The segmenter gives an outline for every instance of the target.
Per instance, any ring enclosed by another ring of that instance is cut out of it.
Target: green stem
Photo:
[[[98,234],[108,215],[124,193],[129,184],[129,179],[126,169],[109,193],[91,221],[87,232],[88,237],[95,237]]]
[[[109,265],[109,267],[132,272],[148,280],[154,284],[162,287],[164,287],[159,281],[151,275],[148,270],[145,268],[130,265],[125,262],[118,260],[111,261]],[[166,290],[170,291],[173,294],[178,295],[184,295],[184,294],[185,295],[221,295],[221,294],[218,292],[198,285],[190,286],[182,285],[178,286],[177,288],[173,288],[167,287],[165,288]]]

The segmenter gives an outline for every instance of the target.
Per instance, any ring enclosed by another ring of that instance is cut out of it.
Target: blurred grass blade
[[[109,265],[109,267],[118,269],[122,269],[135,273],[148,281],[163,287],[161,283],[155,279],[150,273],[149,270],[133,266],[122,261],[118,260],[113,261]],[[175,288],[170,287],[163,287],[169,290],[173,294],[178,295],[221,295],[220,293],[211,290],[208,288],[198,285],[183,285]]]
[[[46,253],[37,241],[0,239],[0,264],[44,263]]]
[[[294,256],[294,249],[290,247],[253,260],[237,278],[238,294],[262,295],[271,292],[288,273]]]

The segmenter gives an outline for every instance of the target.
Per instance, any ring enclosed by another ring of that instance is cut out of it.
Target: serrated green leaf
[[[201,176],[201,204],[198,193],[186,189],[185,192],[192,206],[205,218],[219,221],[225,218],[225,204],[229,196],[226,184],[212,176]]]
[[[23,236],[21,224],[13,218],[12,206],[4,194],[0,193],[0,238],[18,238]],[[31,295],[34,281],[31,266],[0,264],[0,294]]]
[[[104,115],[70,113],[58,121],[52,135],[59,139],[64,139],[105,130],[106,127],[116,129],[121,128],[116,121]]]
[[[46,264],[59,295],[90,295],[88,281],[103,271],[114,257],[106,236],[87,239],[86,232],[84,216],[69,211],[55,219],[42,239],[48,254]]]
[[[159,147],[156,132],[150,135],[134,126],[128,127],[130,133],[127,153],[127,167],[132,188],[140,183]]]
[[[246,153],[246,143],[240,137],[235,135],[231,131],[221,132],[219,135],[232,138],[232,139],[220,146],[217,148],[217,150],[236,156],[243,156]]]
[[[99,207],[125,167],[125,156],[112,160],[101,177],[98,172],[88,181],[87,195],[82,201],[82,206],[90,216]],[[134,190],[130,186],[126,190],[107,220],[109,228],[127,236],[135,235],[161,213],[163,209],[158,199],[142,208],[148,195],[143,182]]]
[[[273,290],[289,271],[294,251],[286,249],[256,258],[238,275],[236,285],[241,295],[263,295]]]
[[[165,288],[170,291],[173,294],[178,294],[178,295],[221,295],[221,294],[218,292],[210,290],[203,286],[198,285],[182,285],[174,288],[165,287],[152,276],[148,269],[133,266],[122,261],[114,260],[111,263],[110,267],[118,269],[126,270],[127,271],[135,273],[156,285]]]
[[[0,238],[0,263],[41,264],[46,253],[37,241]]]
• • •
**Written request**.
Find every line in the rows above that contains the word "green" and copy each one in full. Case counts.

**The answer**.
Target: green stem
Target: serrated green leaf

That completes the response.